## Directions
Search the entries below for the word "foliage", then copy each line in which it is found.

## Listed entries
• • •

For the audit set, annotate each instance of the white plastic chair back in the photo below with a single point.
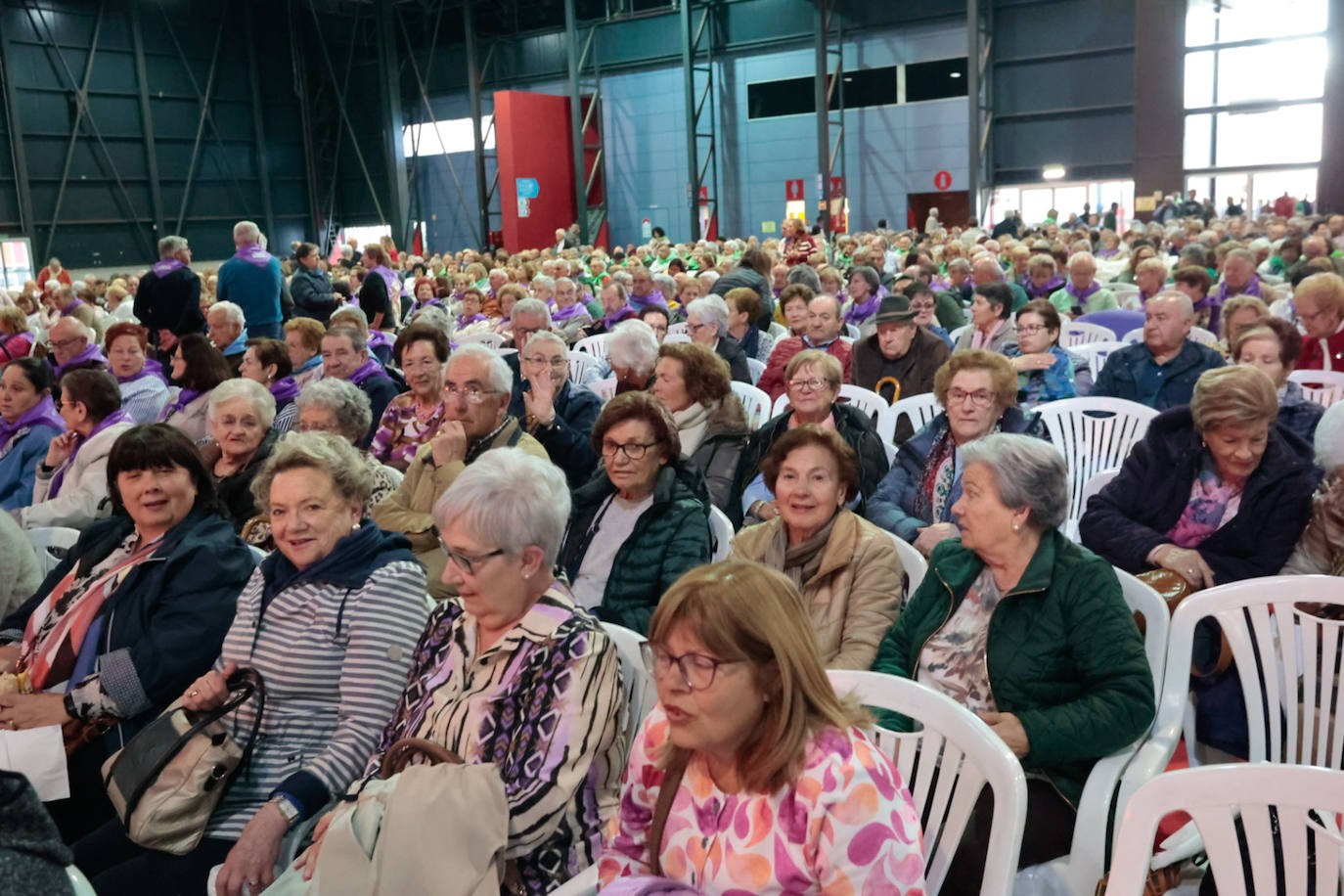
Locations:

• • •

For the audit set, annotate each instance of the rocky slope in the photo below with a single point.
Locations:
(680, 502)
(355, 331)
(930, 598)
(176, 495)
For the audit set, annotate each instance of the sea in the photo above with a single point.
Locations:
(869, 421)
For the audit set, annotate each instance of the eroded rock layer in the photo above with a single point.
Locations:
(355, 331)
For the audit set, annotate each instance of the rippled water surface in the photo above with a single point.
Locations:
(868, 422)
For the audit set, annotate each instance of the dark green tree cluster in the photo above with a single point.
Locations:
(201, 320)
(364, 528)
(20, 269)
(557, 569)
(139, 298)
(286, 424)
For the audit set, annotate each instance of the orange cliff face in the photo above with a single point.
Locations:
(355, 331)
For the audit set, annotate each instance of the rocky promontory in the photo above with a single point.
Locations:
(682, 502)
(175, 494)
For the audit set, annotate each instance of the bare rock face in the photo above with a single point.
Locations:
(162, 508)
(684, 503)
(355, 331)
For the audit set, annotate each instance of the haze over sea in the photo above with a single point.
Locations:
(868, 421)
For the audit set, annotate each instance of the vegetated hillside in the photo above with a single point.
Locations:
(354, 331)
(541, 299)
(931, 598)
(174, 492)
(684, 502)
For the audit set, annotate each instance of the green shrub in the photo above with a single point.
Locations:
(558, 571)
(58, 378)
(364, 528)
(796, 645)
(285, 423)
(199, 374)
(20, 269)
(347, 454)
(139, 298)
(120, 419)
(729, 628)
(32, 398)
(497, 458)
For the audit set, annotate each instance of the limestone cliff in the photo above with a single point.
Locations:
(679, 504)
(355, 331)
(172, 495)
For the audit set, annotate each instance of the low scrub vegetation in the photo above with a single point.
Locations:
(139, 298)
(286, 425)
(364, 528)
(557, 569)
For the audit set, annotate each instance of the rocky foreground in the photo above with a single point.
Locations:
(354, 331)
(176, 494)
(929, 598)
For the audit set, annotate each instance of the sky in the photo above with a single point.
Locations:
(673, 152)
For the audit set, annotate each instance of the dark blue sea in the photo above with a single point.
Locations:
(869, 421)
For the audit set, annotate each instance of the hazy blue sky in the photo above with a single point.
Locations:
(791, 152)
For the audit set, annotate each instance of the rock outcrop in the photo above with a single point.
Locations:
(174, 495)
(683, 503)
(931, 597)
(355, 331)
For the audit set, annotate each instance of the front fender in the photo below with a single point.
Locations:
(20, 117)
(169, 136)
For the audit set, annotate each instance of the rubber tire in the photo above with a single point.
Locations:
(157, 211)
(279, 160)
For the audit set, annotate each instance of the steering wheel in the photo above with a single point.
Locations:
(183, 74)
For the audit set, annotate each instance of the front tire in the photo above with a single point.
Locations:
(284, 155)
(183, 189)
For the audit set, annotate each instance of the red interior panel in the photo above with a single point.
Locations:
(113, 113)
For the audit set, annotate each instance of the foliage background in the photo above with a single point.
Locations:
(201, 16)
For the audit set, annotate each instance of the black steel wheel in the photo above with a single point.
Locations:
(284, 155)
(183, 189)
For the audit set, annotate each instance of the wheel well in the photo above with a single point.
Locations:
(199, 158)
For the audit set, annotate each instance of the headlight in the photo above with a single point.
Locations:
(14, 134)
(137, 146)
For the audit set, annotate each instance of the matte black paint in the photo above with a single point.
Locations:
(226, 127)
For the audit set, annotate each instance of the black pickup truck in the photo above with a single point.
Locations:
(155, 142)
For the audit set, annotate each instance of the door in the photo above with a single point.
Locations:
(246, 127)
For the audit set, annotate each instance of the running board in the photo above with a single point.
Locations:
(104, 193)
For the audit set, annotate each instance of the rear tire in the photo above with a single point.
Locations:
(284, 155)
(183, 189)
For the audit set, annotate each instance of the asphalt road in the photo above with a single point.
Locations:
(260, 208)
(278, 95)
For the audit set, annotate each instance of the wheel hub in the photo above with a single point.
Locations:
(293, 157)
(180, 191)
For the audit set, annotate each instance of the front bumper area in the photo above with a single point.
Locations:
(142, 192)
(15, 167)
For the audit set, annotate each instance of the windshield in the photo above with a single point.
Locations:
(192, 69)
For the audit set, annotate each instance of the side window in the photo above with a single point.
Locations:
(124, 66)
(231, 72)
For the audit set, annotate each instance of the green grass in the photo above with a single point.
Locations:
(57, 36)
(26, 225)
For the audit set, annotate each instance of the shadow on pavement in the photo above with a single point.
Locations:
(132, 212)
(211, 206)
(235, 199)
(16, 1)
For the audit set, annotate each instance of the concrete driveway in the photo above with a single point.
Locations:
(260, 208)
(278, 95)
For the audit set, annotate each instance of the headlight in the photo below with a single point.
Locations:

• • •

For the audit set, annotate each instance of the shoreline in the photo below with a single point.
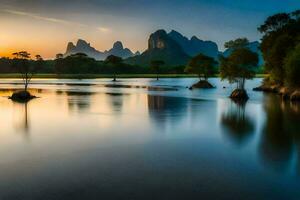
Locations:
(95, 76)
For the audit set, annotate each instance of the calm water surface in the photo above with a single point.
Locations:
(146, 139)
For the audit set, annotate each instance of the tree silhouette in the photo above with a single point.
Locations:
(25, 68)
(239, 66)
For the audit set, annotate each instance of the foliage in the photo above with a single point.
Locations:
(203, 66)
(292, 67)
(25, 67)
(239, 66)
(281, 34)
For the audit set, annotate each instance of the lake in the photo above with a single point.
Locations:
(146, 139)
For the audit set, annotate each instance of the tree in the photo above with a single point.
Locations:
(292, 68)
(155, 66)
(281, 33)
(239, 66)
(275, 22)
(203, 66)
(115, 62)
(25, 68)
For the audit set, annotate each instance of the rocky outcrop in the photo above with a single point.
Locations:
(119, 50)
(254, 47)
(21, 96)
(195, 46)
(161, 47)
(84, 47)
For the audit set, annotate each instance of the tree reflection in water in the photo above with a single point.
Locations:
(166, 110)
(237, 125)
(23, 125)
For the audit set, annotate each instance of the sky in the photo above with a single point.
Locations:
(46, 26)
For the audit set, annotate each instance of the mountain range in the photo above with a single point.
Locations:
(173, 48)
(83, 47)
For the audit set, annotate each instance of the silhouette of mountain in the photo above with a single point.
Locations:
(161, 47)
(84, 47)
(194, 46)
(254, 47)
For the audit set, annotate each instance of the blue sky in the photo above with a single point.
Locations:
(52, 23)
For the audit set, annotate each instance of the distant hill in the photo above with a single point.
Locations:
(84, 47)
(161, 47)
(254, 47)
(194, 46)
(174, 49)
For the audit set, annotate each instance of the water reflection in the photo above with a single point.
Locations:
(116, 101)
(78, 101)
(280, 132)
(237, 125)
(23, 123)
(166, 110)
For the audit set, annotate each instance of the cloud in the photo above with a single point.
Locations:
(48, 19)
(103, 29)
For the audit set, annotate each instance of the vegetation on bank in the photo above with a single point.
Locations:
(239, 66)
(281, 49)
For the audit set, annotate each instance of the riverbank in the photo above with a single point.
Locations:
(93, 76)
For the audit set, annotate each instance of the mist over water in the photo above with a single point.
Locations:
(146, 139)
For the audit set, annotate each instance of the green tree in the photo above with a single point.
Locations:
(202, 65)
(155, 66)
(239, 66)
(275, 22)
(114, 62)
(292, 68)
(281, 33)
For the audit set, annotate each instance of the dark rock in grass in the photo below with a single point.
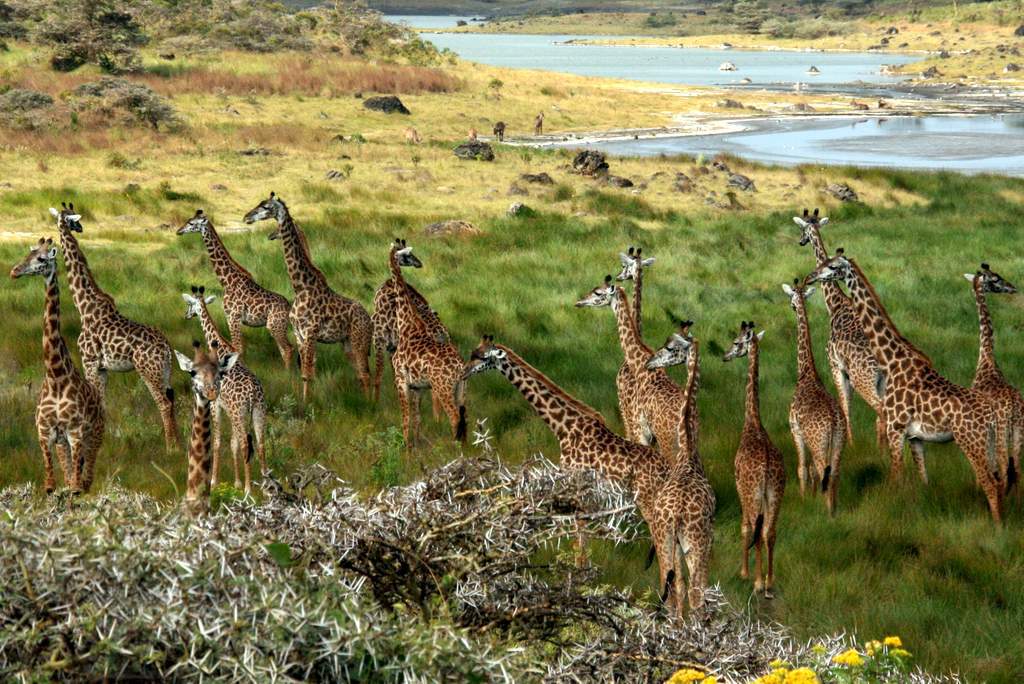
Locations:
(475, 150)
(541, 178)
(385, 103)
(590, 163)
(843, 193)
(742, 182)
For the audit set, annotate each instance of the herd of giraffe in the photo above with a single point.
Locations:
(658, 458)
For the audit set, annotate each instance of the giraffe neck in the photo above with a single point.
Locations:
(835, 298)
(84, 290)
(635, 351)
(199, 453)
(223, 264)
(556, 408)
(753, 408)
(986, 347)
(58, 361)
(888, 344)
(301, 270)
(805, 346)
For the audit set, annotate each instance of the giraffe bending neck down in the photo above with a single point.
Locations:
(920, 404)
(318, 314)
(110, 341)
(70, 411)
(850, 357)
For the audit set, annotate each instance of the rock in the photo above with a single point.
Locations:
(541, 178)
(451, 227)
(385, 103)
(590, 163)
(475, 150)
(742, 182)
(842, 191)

• • •

## Your response
For the audit set, annotate each instance of the foliage background in the photo above with a single point.
For the audit set, annotate each instance of the foliage in the photo above with a single point.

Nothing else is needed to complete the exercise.